Okuma metni>

Söz modaya geldiğinde, Özpirinçci’nin tamamıyla ruh haline göre giyindiğini öğreniyoruz.
“Sabah uyandığımda canım ne istiyorsa onu giyerim. Bir gün rock’n roll, bir gün cici kız gibi... Asla geceden kıyafetimi hazırlayamam.”

Salı pazarından da kıyafet alıp giyen, Amerika’daki abisinin yanına gittiğinde Fifth Avenue’dan da alışveriş yapan Özpirinçci, en çok beyaz atletleri seviyor. Bir de şu sıralar elbise takıntısının başladığını söylüyor. Renklerde favorisi beyaz, siyah ve mor. Değişik takılar da vazgeçilmezi.

Kısa sürede iyi oyuncularla, iyi yapımlarda oynama şansını yakaladınız. Ne kadarı tesadüf, ne kadarı azmin zaferi?
Azmin zaferi şu ana kadar almış olduğum yolda büyük bir yer kaplıyor. Bu konuda tevazu göstermem, kendime haksızlık olur. Fakat öbür taraftan şansımın da lehime işlediğinin farkındayım.

İnternette sizinle ilgili yapılan yorumlardan birinde “Alnındaki o boydan boya kocaman yara izinden tahmin ettiğimiz kadarıyla son derece yaramaz bir çocukmuş ufakken” deniliyor. O yara nasıl oldu? Ve neden kapatma gereği duymuyorsunuz?
Evet bu yara izi ben iki, üç yaşlarındayken olmuş. Aslında çok da komik bir hikayesi var: Ben ağabeyime aşıkmışım küçükken. Aramızda yedi yaş olduğu için o ilkokula giderken ben evde annemle kalırmışım. Her gün okuldan geldiğinde benim evde delirme zamanımmış. Bir gün yine okuldan eve gelmiş ve direkt odasına gitmiş. Ben de onun odasına doğru koşarken dengemi kaybetmişim ve eski petek tarzındaki kaloriferlere kafamı çarpmışım. Hâlâ daha gülmeye devam ettiğim için ağabeyim gelip bana bakmamış. Annem bir süre sonra odaya gelmiş ve kafamın içindeki kaloriferi ve yüzümdeki kanı görmüş. Çığlık çığlığa, yalınayak beni hastaneye götürmüş ve ağabeyim bu sahnenin etkisiyle babamı aramış ve aynen şu cümleyi kurmuş: “Baba ben Özge’yi öldürdüm!”. Ağabeyim evden kaçmış bir günlüğüne ve ben ölümden dönmüşüm. Bu yaraya estetik yaptırmam konusunda birçok kişi fikir veriyor ama ben bu yarayı kapatamam. Çünkü şu anda bu yaram olmazsa hatırlanacak anılardan biri daha gitmiş olur… Yara izimi çok seviyorum.

Çıkarılan satırlar>
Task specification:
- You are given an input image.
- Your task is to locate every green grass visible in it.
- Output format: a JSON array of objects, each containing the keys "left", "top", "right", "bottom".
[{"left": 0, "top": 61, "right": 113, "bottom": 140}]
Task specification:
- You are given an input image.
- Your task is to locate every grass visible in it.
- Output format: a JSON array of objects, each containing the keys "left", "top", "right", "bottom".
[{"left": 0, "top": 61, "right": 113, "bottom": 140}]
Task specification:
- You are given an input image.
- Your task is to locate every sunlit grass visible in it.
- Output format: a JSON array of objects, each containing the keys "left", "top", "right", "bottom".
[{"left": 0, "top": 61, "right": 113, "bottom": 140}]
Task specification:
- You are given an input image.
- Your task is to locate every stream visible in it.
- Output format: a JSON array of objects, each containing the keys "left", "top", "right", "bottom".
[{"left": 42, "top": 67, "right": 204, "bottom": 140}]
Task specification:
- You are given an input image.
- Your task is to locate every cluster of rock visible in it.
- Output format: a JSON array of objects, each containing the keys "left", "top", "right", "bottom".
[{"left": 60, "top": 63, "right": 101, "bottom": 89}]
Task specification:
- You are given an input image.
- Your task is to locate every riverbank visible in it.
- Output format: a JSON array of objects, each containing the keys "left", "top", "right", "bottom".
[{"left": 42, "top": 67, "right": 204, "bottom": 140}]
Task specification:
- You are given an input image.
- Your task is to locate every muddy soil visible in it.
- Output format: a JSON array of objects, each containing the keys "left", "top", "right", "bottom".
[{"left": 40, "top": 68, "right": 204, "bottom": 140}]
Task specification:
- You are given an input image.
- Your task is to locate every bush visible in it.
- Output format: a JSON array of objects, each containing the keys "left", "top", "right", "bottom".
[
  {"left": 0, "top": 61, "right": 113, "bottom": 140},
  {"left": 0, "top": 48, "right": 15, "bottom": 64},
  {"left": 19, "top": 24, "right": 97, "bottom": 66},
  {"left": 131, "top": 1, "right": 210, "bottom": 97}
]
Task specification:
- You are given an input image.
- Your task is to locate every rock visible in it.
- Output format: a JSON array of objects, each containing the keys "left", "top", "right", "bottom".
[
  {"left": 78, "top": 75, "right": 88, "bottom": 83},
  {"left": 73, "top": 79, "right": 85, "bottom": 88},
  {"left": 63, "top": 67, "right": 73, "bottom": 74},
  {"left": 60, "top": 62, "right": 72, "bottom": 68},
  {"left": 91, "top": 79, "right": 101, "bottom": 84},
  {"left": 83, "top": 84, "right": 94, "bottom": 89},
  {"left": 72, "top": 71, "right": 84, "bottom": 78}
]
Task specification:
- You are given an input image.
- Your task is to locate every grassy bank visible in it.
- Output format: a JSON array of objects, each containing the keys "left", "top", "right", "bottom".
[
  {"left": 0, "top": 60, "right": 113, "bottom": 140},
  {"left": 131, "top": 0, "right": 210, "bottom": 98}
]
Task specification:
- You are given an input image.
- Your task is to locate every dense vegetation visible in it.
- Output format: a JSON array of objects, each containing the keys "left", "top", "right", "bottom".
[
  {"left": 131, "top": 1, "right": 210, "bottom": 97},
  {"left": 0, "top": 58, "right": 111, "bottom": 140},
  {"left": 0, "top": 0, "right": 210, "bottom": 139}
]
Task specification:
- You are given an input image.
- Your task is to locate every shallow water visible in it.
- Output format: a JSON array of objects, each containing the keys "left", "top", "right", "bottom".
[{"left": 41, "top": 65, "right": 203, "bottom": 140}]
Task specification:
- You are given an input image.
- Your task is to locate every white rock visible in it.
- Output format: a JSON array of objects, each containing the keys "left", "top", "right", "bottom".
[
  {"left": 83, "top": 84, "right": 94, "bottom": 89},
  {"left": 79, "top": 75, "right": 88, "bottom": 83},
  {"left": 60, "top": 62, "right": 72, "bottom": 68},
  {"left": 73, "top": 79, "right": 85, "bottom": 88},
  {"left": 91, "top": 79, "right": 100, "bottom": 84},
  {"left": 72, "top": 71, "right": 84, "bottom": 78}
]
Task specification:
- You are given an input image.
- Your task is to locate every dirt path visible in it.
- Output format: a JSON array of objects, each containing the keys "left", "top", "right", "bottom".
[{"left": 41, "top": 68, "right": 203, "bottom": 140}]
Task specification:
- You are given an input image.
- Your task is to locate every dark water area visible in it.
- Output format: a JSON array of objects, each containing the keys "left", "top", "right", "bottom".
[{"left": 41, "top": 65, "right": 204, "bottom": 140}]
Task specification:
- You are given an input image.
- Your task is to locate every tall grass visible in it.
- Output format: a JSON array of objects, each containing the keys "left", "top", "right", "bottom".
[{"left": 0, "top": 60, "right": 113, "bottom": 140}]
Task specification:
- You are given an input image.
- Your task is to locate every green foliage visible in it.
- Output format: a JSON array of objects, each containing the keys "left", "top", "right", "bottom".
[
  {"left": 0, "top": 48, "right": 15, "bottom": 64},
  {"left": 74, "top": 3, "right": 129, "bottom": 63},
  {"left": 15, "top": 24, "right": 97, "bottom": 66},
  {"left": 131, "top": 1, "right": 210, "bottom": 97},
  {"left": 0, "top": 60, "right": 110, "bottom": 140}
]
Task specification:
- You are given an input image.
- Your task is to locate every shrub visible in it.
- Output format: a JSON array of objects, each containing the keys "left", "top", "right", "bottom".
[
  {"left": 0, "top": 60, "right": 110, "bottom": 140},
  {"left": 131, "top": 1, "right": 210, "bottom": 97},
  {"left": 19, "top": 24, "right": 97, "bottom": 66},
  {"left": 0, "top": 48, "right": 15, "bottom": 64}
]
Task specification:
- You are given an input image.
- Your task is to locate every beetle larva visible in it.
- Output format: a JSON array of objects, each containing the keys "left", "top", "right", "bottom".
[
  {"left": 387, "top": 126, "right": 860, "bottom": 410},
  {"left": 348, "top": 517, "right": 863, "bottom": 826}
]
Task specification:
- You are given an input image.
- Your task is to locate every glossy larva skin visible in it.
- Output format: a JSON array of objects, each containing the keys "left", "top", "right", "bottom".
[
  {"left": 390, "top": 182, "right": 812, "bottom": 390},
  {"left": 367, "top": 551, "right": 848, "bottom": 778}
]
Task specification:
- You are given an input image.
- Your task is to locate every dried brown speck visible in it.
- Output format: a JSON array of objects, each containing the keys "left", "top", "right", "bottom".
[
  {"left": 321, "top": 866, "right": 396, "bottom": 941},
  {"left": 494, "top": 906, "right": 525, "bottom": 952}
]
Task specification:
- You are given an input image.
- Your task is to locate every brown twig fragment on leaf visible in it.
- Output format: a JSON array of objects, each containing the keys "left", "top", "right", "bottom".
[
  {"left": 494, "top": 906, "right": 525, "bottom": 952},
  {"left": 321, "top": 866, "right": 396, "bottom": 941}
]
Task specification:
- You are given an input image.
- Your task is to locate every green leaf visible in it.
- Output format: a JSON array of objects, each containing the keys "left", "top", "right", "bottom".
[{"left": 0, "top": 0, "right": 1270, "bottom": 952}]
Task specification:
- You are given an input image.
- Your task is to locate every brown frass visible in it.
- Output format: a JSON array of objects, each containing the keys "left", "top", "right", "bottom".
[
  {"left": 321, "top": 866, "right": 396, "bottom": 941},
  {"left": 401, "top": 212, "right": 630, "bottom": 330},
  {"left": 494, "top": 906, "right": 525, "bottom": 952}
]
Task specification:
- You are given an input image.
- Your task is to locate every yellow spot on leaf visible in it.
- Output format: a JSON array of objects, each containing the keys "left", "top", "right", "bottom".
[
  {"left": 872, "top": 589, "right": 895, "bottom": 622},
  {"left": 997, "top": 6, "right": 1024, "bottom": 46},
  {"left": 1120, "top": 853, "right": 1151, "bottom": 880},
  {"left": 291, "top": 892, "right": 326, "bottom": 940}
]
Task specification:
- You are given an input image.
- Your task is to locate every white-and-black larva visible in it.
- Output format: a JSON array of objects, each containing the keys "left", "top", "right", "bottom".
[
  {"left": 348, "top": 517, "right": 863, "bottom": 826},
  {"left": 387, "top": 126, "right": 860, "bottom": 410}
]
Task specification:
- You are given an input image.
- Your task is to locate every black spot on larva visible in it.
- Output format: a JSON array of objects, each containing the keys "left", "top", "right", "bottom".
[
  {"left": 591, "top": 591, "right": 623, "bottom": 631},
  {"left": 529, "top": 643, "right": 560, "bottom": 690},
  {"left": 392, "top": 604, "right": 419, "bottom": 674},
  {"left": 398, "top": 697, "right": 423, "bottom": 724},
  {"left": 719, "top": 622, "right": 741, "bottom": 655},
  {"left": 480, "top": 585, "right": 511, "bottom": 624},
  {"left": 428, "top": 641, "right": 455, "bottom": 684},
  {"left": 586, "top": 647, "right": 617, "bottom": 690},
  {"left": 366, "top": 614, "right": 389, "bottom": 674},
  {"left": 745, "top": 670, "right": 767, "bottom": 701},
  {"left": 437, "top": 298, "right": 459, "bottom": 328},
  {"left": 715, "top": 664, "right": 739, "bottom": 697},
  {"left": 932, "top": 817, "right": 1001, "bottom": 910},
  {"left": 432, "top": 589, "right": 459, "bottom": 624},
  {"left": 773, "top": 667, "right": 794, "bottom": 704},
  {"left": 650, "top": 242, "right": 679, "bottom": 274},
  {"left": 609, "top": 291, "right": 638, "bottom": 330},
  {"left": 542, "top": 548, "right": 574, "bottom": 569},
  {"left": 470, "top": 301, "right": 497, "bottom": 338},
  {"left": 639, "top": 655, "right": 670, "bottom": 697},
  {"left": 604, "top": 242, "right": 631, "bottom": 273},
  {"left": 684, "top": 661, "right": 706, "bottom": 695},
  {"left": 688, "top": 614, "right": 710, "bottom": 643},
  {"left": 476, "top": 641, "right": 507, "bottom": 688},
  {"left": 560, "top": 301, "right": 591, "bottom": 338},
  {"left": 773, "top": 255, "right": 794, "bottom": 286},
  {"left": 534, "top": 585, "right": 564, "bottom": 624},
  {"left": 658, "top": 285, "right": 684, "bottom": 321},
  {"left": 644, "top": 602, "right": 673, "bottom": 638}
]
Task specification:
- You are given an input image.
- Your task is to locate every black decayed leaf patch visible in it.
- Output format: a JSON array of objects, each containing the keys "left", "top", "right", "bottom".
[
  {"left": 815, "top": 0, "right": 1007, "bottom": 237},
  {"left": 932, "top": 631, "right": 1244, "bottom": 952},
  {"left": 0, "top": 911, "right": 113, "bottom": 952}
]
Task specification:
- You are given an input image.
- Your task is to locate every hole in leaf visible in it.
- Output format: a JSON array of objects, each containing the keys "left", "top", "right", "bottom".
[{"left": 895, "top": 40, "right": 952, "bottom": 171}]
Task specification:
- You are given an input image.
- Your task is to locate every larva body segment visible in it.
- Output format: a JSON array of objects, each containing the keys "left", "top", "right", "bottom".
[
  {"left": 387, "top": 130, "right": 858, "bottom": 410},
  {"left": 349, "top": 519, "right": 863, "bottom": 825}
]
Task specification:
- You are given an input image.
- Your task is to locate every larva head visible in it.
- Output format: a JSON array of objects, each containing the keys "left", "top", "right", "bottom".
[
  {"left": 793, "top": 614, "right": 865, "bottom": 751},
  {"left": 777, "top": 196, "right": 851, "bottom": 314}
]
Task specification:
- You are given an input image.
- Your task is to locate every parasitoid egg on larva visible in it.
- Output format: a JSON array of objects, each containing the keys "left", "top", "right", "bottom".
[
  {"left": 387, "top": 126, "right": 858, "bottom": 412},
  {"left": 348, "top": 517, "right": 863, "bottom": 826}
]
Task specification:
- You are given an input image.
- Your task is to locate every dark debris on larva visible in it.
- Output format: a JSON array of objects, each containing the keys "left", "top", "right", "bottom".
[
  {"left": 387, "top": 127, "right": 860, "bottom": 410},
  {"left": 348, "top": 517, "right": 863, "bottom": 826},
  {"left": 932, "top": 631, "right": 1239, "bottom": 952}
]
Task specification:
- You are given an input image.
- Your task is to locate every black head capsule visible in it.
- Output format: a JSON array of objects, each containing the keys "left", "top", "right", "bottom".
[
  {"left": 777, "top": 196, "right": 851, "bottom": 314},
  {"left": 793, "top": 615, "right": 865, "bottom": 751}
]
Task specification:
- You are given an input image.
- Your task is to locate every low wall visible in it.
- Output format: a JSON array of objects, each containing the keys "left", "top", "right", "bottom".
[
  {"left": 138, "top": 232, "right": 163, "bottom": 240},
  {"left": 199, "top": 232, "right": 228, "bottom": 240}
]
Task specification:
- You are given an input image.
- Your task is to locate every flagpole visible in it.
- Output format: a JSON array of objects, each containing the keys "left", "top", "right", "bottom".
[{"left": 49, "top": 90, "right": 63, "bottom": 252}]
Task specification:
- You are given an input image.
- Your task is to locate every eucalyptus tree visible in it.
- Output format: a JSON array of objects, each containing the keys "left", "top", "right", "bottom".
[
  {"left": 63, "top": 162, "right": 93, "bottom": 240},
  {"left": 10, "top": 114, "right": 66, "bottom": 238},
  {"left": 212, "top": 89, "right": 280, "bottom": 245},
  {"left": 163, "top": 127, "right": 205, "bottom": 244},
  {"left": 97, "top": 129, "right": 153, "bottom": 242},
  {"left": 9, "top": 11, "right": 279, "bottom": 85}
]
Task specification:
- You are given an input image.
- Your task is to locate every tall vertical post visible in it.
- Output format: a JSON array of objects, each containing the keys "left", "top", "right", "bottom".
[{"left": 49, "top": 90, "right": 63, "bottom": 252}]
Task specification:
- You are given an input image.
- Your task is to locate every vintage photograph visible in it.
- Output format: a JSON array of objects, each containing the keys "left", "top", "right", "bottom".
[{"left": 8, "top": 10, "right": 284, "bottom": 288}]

Alıştırmalar>
• a. Özpirinçci röportajına göre onun renklerdeki favorileri hangileridir?
• b. Özpirinçci ile yapılan röportajı kaldığı yerden sürdürün.

Çözülmüş alıştırmalar>
• a. Beyaz, siyah ve mor.

• b.
Birçok oyuncuya göre estetik yaptırmak mimikleri yok ediyor, inandırıcılığı ortadan kaldırıyor. Siz ne düşünüyorsunuz bu konuda?
Ben hiç estetik yaptırmadım. Yaptıranlara da karşı değilim kesinlikle. Kimbilir gün gelir belki ben de yaptırma ihtiyacı duyarım. Ama her şeyin bir ölçüsü ve zamanı olduğunu düşünüyorum.

Sizce güzellik, kariyer yolunda ne kadar önemli?
Güzellikten çok, estetik olmak daha önemli bence. Güzellik gerçekten de gelip geçici. Önemli olan estetik bir yapıya sahip olabilmek ve hayatta mutlu olmayı başarabilmek.

Bir anda herkesin tanıdığı bir yüz olmak nasıl bir duygu?
Neyse ki daha herkes tanımıyor. Sanırım televizyonda gerçek hayatta olduğumdan daha farklı gözüküyorum. İnsanlar baktıkları anda anlamıyorlar ben olduğumu. Kimilerinin aralarında konuşmalarına kulak misafiri oluyorum. Güzel tepkiler aldığım için şimdilik hoş bir duygu. Ayrıca bu ‘Melekler Korusun’un izlendiğini de gösterir.

Sokağa çıktığınızda nasıl tepkiler alıyorsunuz?
Şimdilik güzel tepkiler alıyorum. Sokaktaki insanlardan, yakın çevremden, ailemden ve arkadaşlarımdan yapıcı eleştiriler alıyorum. Daha yolun çok başındayım, o yüzden fikrine güvendiğim insanların eleştirileri, düşünceleri benim için çok önemli.

Kariyeriniz adına yapmak istediğiniz neler var? Kendinizi beş yıl içinde nerede görmek istiyorsunuz?
Bir sinema afişinde... Kimbilir belki Türk-yabancı ortak yapımı olur.

Türkiye’de beğendiğiniz oyuncular kimler?
Tek tek isim vermek yanlış bence. Tek söyleyebileceğim, ileride beraber oynamak istediğim birçok oyuncu var.

Peki örnek aldığınız isimler var mı?
Örnek aldığım yok ama keyifle izlediğim birçok oyuncu var.

Her oyuncuya sorulur: Nasıl bir rol ve kiminle oynamak isterdiniz?
Şartları ve olanakları düşünmezsek ya bir kötü kadını ya da süper güçleri olan bir hayali süper kahramanı oynamak isterim. Kiminle oynadığım isim olarak önemli değil ama enerjimin tuttuğu biri olmasını tercih ederim.

Sizinle birlikte olacak bir erkek nasıl olmalı?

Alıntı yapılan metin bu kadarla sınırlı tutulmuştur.